SELECTION

↓

Pearl Harbor Day

( – promoted by buhdydharma )

Last year I posted this at GOS(i’ve since deleted this one) & also  here at dd….

This is my dads story & just one of the family stories that run through my head at the mention of Pearl Harbour Day.

Each in their own way highlights a facet of why/how i became just exactly who i am.

(my theory is who you are is in (large) part determined by others expectations of you…& how you respond to those expectations……& their expectations/who they are is based on those before…)

from last years essay

My Dad is a Great Guy, his experiences varied and many… in a ‘Big Fish’ kind of way. He served in WWII and later became the fencing coach of Columbia University in the 1940’s-50s and was an early advocate of civil rights in sports(see 1948), eventually retiring to California. Not long ago Columbia University honoured him with a lovely (ceremony-dinner-function-thingey) More about this can be found at Columbia’s web site, I think.

anyway….

The Shabbes Goy by Joe Velarde — a pleasant read in a troubled world

Snow came early in the winter of 1933 when our extended Cuban family moved

into the Williamsburg section of Brooklyn. I was ten years old. We were the

first Spanish speakers to arrive, yet we fit more or less easily into that

crowded, multicultural neighborhood. Soon we began learning a little

Italian, a few Greek and Polish words, lots of Yiddish and some heavily

accented English.

I first heard the expression Shabbes is falling when Mr. Rosenthal refused to open the door of his dry goods store on Bedford Avenue. My mother had

sent me with a dime to buy a pair of black socks for my father. In those

days, men wore mostly black and Navy blue. Brown and gray were somehow

special and cost more. Mr. Rosenthal stood inside the locked door, arms

folded, glaring at me through the thick glass while a heavy snow and

darkness began to fall on a Friday evening. “We’re closed, already”, Mr.

Rosenthal had said, shaking his head, “can’t you see that Shabbes is

falling? Don’t be a nudnik! Go home.” I could feel the cold wetness covering

my head and thought that Shabbes was the Jewish word for snow.

My misperception of Shabbes didn’t last long, however, as the area’s

dominant culture soon became apparent; Gentiles were the minority. From then

on, as Shabbes fell with its immutable regularity and Jewish lore took over

the life of the neighborhood, I came to realize that so many human

activities, ordinarily mundane at any other time, ceased, and a palpable

silence, a pleasant tranquillity, fell over all of us. It was then that a

family with an urgent need would dispatch a youngster to “get the Spanish

boy, and hurry.”

That was me. In time, I stopped being nameless and became Yussel, sometimes

Yuss or Yusseleh. And so began my life as a Shabbes Goy, voluntarily doing

chores for my neighbors on Friday nights and Saturdays: lighting stoves,

running errands, getting a prescription for an old tante, stoking coal

furnaces, putting lights on or out, clearing snow and ice from slippery

sidewalks and stoops. Doing just about anything that was forbidden to the

devout by their religious code.

Friday afternoons were special. I’d walk home from school assailed by the

rich aroma emanating from Jewish kitchens preparing that evening’s special

menu. By now, I had developed a list of steady “clients,” Jewish families

who depended on me. Furnaces, in particular, demanded frequent tending

during Brooklyn’s many freezing winters. I shudder remembering brutally cold

winds blowing off the East River. Anticipation ran high as I thought of the

warm home-baked treats I’d bring home that night after my Shabbes rounds

were over. Thanks to me, my entire family had become Jewish pastry junkies.

↑

CHALLENGE A
Answer each of these questions about the post in a few words:
(i) Which university's fencing team did the writer's dad coach?
(ii) In what year did the Cuban family move into the Williamsburg section of Brooklyn?
(iii) What was the boy sent to Mr. Rosenthal's store to buy?

EXERCISE INPUT
↓

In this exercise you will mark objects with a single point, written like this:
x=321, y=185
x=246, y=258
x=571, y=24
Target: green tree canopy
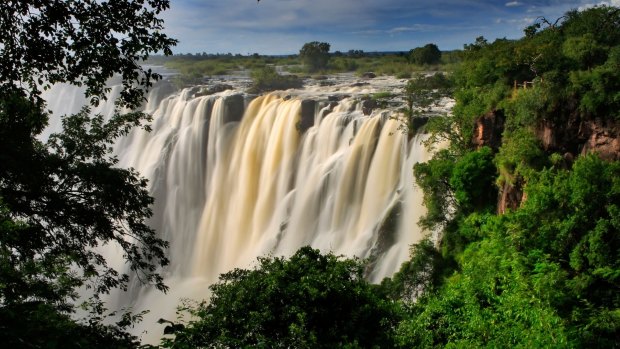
x=63, y=198
x=428, y=54
x=315, y=55
x=308, y=301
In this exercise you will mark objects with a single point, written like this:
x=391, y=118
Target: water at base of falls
x=236, y=177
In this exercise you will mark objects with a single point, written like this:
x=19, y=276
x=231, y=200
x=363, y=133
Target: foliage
x=40, y=325
x=267, y=79
x=308, y=301
x=315, y=55
x=47, y=42
x=417, y=276
x=421, y=93
x=63, y=198
x=546, y=273
x=428, y=54
x=472, y=178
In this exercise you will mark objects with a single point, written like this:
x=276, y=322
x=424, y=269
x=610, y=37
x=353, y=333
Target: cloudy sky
x=283, y=26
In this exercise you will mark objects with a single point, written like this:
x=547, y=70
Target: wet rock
x=214, y=89
x=337, y=98
x=234, y=107
x=358, y=84
x=368, y=105
x=308, y=109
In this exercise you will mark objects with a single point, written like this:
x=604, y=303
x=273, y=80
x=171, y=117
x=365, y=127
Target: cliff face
x=572, y=137
x=488, y=130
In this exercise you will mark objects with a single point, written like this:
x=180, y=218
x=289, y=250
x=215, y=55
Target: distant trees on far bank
x=427, y=54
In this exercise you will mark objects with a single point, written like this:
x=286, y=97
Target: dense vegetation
x=545, y=273
x=539, y=268
x=194, y=68
x=62, y=198
x=542, y=272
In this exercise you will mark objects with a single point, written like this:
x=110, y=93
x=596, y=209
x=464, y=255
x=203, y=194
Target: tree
x=63, y=198
x=428, y=54
x=315, y=55
x=308, y=301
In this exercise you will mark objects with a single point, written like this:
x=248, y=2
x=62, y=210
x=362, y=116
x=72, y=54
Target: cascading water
x=235, y=178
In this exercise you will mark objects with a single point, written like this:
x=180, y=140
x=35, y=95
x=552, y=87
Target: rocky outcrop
x=510, y=197
x=488, y=130
x=580, y=137
x=602, y=138
x=369, y=75
x=234, y=107
x=214, y=89
x=368, y=105
x=308, y=109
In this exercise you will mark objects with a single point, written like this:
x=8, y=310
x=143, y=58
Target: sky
x=274, y=27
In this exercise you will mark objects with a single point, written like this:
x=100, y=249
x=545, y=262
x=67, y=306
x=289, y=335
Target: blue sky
x=283, y=26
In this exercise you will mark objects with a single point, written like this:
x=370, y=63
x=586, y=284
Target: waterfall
x=235, y=178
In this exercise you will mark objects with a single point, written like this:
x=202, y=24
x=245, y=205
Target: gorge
x=236, y=177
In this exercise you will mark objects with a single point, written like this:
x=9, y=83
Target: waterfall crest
x=235, y=179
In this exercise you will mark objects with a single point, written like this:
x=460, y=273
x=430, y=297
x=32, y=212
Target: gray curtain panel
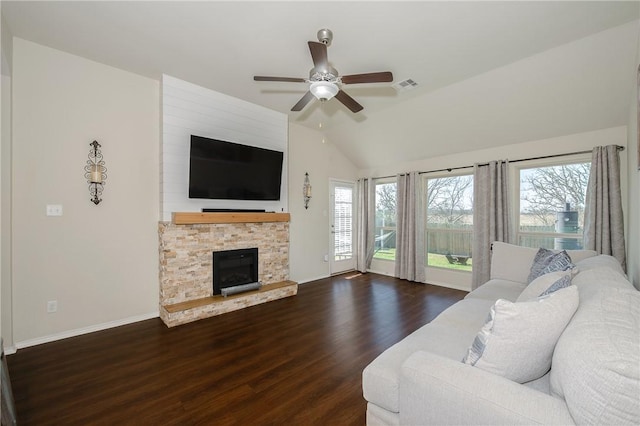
x=491, y=218
x=410, y=247
x=603, y=221
x=365, y=223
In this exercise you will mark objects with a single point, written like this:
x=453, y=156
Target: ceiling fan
x=324, y=80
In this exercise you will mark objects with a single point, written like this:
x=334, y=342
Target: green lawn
x=435, y=260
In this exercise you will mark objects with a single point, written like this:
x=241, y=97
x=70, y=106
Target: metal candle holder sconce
x=306, y=190
x=95, y=172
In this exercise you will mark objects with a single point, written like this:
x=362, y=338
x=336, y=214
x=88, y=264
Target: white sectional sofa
x=594, y=377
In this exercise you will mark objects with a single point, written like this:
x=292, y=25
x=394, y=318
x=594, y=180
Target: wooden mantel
x=189, y=218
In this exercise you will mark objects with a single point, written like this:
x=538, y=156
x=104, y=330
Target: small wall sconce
x=306, y=190
x=95, y=172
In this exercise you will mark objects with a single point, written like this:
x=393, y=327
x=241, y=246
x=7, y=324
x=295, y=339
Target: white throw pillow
x=543, y=283
x=518, y=339
x=547, y=261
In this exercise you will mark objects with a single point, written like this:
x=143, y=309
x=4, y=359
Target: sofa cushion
x=518, y=339
x=497, y=289
x=447, y=335
x=512, y=263
x=596, y=363
x=601, y=261
x=543, y=283
x=547, y=261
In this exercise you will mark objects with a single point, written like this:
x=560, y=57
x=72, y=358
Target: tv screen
x=230, y=171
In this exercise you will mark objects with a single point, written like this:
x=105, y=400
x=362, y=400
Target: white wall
x=633, y=219
x=6, y=329
x=557, y=145
x=190, y=109
x=99, y=262
x=309, y=228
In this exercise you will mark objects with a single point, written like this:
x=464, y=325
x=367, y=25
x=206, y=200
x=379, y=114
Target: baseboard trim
x=81, y=331
x=313, y=279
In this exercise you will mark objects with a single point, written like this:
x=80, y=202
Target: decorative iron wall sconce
x=306, y=190
x=95, y=172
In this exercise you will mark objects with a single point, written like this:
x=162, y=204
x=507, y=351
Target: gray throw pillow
x=518, y=339
x=539, y=286
x=547, y=261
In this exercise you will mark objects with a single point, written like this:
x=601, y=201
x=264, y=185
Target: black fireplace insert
x=234, y=267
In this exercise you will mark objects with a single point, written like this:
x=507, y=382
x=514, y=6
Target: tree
x=449, y=199
x=546, y=190
x=386, y=202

↑

CHALLENGE B
Select every line of the listing that contains the string "green", treating uppercase and lowercase letters as different.

COMPLETE OUTPUT A
(i) Columbia University
(ii) 1933
(iii) A pair of black socks for the boy's father

COMPLETE OUTPUT B
Target: green tree canopy
Target: green lawn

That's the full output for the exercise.